— What you need to do —
Rewrite the lines of the material starting at the line containing "Mark a point on each instance of the ornamental" and ending at the line containing "x=482, y=764", changing "gravel path" to "dirt path" throughout and leaving all else as it is. Return only those lines.

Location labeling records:

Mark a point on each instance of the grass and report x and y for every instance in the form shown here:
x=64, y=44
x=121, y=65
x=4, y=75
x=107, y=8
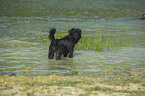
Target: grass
x=131, y=85
x=96, y=43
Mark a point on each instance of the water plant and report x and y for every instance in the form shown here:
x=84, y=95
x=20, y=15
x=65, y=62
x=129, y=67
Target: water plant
x=96, y=43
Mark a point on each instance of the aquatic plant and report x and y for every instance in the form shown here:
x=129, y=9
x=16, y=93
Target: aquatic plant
x=96, y=43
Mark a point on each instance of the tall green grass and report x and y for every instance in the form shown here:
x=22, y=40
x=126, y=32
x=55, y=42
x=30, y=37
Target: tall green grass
x=89, y=43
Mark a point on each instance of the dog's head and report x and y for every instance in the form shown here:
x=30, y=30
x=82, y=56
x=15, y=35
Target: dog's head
x=75, y=33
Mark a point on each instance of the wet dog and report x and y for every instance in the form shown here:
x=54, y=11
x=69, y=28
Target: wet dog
x=64, y=46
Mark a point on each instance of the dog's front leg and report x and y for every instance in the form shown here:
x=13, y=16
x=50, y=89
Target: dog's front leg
x=70, y=53
x=51, y=53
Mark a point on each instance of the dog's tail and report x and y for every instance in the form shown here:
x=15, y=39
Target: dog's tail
x=51, y=34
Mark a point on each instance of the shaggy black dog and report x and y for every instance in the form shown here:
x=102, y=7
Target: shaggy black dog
x=64, y=45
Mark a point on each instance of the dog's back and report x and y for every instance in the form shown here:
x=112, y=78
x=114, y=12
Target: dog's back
x=51, y=34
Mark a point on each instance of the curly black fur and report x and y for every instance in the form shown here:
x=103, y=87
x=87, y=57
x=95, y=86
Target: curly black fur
x=64, y=45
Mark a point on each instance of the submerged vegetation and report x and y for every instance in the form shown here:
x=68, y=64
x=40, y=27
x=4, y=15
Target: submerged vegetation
x=131, y=84
x=94, y=43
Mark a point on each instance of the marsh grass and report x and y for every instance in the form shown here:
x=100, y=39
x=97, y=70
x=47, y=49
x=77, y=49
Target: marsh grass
x=96, y=43
x=131, y=85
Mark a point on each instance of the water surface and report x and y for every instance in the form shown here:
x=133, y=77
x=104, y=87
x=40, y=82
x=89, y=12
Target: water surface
x=24, y=27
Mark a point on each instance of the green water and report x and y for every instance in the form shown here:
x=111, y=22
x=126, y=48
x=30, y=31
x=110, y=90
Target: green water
x=24, y=26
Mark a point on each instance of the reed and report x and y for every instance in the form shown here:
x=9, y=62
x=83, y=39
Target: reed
x=89, y=43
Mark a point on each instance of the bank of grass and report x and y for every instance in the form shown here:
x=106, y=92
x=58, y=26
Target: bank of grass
x=132, y=84
x=94, y=43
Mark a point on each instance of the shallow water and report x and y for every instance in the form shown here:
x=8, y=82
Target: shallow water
x=24, y=27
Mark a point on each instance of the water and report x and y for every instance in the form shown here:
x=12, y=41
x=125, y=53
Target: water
x=23, y=24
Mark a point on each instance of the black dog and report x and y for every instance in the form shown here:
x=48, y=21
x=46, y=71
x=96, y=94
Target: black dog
x=64, y=45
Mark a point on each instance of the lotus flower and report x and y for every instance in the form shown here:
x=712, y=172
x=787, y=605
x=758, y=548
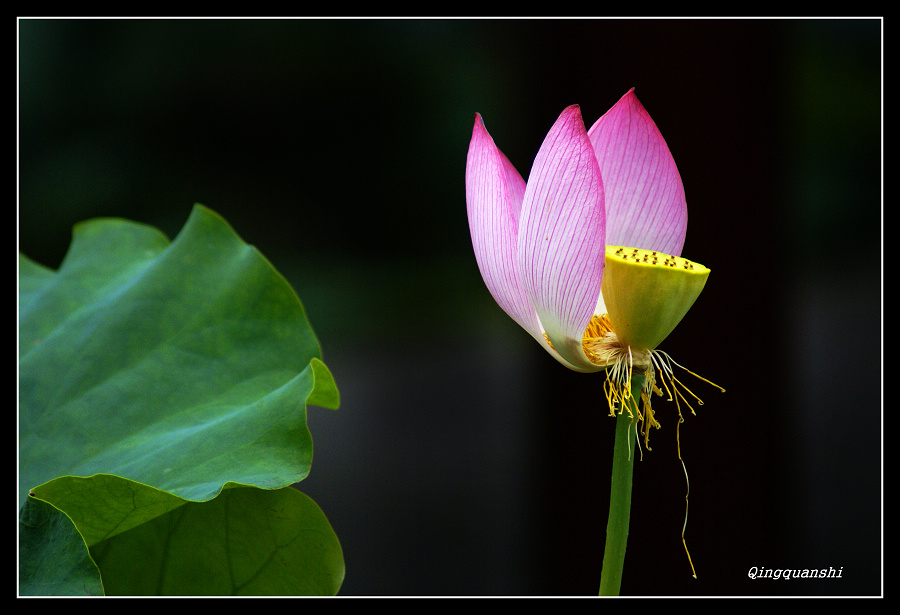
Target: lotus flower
x=585, y=255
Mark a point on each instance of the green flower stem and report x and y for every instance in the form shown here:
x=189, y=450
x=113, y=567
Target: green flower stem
x=620, y=494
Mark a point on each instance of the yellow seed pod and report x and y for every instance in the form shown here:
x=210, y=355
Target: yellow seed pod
x=647, y=293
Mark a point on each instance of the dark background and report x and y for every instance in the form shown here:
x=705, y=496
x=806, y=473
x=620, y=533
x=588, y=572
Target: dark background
x=464, y=460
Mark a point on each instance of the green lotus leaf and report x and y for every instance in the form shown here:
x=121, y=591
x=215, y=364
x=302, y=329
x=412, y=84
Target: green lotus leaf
x=162, y=396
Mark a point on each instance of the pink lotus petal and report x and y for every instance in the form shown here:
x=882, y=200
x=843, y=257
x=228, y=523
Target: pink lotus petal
x=494, y=194
x=561, y=235
x=645, y=203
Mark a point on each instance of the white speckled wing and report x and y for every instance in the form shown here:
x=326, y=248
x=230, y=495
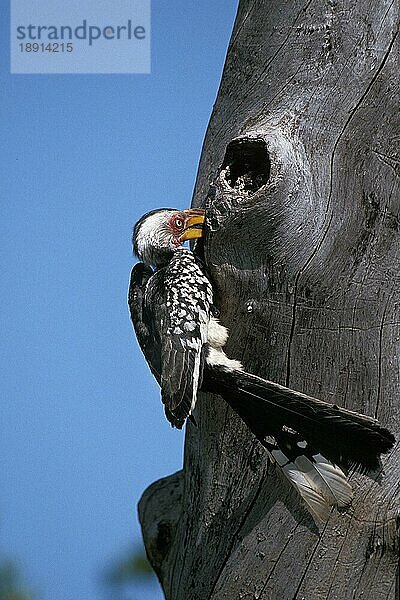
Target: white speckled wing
x=184, y=334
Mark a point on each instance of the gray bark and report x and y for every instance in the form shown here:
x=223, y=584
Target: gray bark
x=300, y=175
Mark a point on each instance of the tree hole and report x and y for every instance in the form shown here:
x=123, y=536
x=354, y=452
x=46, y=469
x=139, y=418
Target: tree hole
x=246, y=165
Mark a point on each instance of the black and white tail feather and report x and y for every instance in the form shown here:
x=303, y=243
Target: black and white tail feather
x=311, y=441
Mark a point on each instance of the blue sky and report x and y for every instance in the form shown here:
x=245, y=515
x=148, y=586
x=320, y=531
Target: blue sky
x=82, y=427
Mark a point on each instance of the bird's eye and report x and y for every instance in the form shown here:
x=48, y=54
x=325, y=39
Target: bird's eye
x=178, y=223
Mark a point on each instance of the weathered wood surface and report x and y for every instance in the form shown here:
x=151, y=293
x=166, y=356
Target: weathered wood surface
x=307, y=269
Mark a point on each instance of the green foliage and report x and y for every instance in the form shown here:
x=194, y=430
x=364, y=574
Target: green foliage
x=130, y=568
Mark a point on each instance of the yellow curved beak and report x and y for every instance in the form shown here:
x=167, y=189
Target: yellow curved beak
x=193, y=224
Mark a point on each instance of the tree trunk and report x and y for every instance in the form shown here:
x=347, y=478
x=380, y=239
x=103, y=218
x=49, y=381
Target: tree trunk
x=299, y=173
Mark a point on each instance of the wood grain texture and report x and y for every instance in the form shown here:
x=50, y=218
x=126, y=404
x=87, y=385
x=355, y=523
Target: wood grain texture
x=307, y=272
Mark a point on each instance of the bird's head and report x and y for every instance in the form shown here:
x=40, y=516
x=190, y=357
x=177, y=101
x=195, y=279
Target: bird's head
x=160, y=232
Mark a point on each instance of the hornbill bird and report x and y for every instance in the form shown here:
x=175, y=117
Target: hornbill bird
x=176, y=324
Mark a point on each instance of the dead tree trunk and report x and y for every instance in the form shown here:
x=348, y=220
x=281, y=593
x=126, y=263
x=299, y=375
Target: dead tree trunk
x=300, y=176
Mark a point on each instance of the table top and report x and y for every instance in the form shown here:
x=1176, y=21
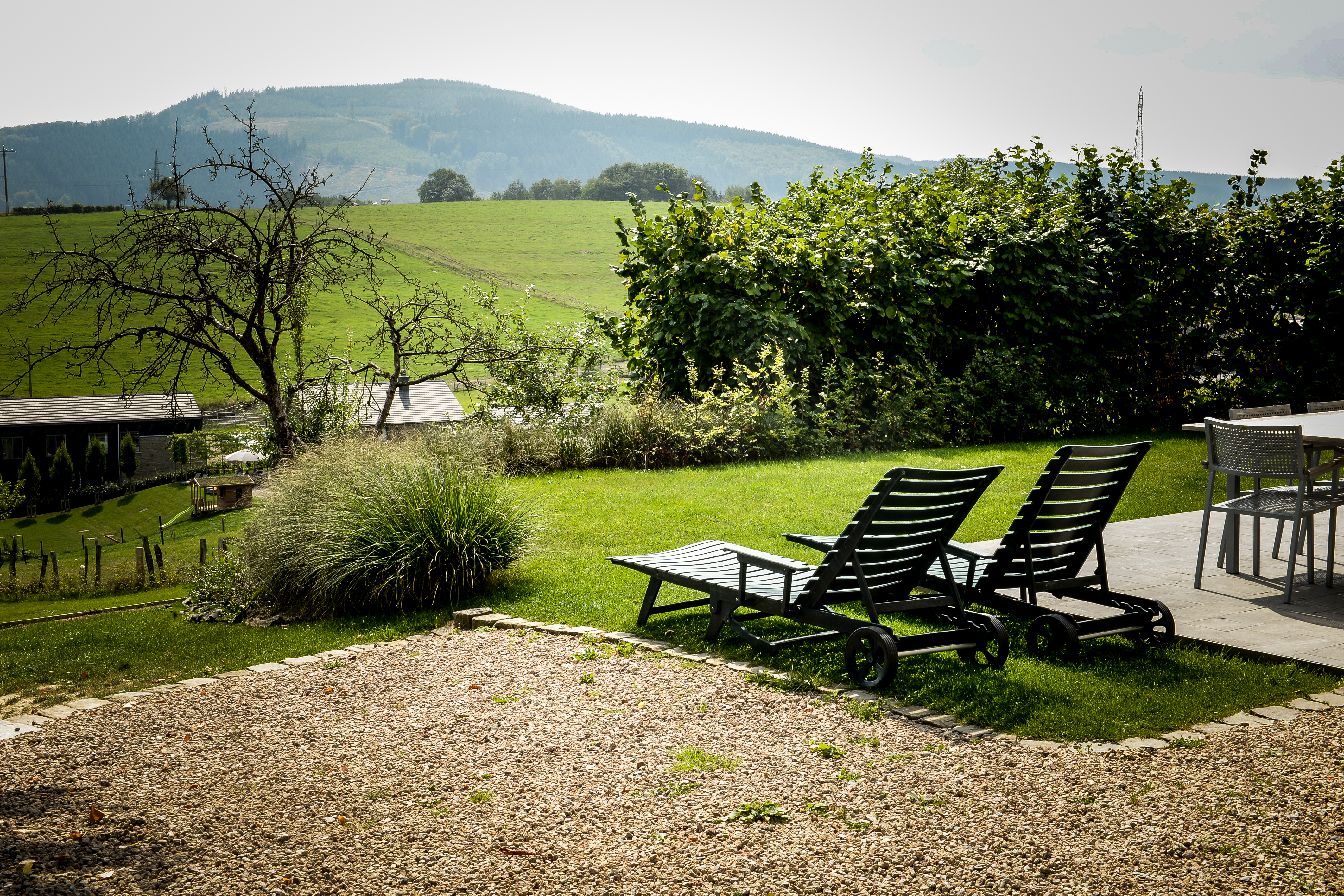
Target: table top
x=1324, y=428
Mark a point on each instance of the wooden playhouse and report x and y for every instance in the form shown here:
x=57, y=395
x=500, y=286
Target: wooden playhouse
x=221, y=493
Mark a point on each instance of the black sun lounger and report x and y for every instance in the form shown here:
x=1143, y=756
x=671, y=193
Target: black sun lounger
x=1057, y=530
x=879, y=559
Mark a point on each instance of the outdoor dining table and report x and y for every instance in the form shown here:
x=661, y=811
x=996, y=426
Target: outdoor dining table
x=1322, y=430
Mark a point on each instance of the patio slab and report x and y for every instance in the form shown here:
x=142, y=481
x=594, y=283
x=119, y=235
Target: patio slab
x=1155, y=558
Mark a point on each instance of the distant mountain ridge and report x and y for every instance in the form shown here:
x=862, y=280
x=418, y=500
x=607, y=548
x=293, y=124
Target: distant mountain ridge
x=388, y=137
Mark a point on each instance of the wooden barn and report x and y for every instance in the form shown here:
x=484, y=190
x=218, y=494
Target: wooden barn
x=221, y=493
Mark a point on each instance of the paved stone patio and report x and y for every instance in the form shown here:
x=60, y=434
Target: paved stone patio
x=1155, y=558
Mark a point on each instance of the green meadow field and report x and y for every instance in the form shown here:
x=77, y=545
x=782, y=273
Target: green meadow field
x=564, y=249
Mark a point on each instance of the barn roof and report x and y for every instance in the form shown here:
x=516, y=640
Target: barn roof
x=97, y=409
x=432, y=402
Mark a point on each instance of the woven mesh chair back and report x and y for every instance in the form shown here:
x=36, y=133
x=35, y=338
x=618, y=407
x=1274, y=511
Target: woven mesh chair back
x=1256, y=452
x=1065, y=514
x=897, y=534
x=1252, y=413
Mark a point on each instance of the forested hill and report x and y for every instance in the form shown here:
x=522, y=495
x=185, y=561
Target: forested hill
x=393, y=135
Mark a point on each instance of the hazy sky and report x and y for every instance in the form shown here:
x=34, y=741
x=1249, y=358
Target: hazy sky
x=927, y=80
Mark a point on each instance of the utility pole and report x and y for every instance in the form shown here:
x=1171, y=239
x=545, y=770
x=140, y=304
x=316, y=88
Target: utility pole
x=4, y=164
x=1139, y=131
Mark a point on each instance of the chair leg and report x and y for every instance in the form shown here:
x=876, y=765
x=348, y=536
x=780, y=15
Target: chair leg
x=1311, y=550
x=1330, y=553
x=1292, y=563
x=1256, y=546
x=1203, y=541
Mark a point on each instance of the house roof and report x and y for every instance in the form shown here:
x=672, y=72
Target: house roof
x=210, y=481
x=432, y=402
x=96, y=409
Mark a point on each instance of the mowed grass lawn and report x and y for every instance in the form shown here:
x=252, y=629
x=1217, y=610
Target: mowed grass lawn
x=1113, y=692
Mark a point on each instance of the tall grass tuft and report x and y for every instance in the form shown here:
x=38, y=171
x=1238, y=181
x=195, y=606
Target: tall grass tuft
x=357, y=526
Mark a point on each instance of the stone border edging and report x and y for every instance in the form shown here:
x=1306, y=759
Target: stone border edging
x=930, y=721
x=15, y=624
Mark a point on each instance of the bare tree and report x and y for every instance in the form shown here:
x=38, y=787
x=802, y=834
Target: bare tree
x=207, y=289
x=434, y=336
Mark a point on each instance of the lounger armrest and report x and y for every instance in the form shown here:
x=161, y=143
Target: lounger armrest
x=967, y=553
x=815, y=542
x=767, y=562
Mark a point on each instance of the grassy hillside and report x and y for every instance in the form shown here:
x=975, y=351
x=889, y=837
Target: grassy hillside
x=565, y=249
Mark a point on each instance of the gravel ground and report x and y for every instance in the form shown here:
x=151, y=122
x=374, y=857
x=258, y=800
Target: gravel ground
x=488, y=762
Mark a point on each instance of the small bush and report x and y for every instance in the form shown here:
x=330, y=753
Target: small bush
x=701, y=759
x=357, y=526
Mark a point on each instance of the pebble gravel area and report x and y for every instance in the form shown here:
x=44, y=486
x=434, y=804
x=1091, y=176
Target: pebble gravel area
x=492, y=762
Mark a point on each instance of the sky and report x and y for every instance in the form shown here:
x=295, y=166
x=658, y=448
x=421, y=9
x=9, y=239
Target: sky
x=920, y=80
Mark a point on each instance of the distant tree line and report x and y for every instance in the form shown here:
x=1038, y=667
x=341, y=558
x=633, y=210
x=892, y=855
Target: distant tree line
x=616, y=182
x=74, y=209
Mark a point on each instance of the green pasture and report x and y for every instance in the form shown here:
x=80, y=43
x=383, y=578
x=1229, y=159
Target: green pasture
x=531, y=245
x=1115, y=691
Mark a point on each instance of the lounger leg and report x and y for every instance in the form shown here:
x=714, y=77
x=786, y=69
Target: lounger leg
x=720, y=613
x=650, y=596
x=1292, y=563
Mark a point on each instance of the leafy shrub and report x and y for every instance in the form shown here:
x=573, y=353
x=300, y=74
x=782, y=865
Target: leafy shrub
x=225, y=582
x=357, y=526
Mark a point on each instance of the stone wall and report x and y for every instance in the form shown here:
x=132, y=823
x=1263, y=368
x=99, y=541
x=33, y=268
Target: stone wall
x=155, y=457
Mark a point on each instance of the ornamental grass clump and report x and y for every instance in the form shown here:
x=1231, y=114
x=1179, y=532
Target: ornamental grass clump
x=358, y=526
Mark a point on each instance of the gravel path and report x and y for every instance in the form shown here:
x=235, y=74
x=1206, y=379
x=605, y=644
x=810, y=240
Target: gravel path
x=482, y=764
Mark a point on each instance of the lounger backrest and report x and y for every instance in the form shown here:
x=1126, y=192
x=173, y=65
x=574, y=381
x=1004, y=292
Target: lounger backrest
x=1064, y=516
x=897, y=534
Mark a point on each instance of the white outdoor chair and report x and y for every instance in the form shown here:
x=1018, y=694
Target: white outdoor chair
x=1271, y=453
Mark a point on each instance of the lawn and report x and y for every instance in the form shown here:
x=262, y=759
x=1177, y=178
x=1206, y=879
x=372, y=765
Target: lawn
x=562, y=251
x=132, y=518
x=1113, y=692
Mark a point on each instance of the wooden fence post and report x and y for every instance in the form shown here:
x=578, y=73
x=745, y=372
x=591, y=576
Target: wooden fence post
x=150, y=558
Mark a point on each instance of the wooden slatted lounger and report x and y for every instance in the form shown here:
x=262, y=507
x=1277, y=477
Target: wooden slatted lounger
x=1057, y=528
x=879, y=559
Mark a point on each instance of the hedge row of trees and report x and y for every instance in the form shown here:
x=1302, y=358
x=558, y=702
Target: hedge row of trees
x=61, y=479
x=1101, y=300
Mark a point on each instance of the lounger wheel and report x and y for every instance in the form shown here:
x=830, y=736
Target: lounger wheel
x=872, y=658
x=992, y=652
x=1053, y=637
x=1160, y=632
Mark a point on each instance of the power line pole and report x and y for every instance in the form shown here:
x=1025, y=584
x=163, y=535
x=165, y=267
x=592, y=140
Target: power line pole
x=4, y=164
x=1139, y=131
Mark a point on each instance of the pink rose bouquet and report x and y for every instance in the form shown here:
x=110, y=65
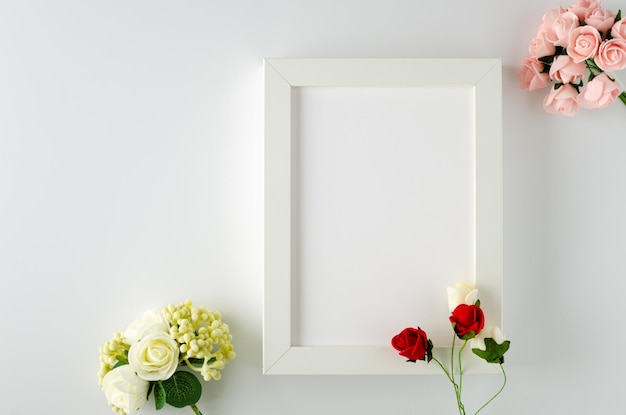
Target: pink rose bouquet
x=574, y=52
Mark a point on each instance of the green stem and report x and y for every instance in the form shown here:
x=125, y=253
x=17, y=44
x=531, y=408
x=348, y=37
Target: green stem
x=195, y=409
x=456, y=387
x=461, y=375
x=497, y=393
x=457, y=390
x=444, y=369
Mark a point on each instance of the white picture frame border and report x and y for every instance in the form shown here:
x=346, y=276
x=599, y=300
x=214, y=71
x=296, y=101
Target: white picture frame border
x=484, y=77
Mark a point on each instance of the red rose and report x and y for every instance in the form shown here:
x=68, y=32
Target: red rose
x=413, y=344
x=467, y=321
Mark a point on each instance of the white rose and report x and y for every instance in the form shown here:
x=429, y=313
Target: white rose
x=151, y=321
x=154, y=357
x=494, y=333
x=461, y=294
x=124, y=389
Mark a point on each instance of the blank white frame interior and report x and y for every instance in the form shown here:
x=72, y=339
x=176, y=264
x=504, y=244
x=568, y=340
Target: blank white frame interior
x=484, y=78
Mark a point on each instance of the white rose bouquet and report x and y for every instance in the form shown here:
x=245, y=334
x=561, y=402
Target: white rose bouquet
x=159, y=352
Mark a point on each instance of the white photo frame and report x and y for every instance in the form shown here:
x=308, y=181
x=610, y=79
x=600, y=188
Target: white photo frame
x=483, y=77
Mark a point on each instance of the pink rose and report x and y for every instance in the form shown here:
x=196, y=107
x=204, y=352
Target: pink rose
x=599, y=93
x=601, y=19
x=612, y=55
x=562, y=101
x=619, y=29
x=583, y=43
x=581, y=6
x=540, y=46
x=561, y=28
x=532, y=76
x=565, y=70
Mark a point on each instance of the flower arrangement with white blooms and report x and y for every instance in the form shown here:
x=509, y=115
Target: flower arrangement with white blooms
x=575, y=52
x=159, y=352
x=468, y=323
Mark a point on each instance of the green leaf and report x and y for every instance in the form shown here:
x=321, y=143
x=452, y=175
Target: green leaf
x=182, y=389
x=159, y=395
x=494, y=352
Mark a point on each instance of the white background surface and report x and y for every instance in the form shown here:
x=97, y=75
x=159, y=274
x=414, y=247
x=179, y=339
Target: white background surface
x=386, y=210
x=131, y=160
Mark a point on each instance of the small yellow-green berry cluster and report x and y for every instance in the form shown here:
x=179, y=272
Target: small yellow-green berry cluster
x=201, y=335
x=109, y=354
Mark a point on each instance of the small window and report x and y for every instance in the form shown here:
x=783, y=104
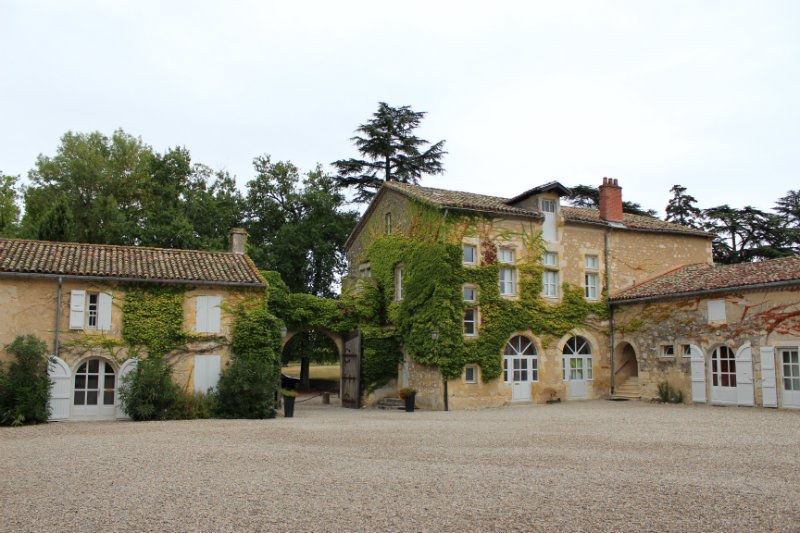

— In response —
Mark a point on each instance of the ornamental grass clump and report x and y for every instance in the form shown here:
x=1231, y=114
x=1179, y=532
Target: ornamental grass clump
x=358, y=526
Mark a point on each instance of the dirt path and report x and y for every instance in the form shown here:
x=235, y=74
x=1206, y=379
x=605, y=644
x=810, y=240
Target: dirt path
x=482, y=764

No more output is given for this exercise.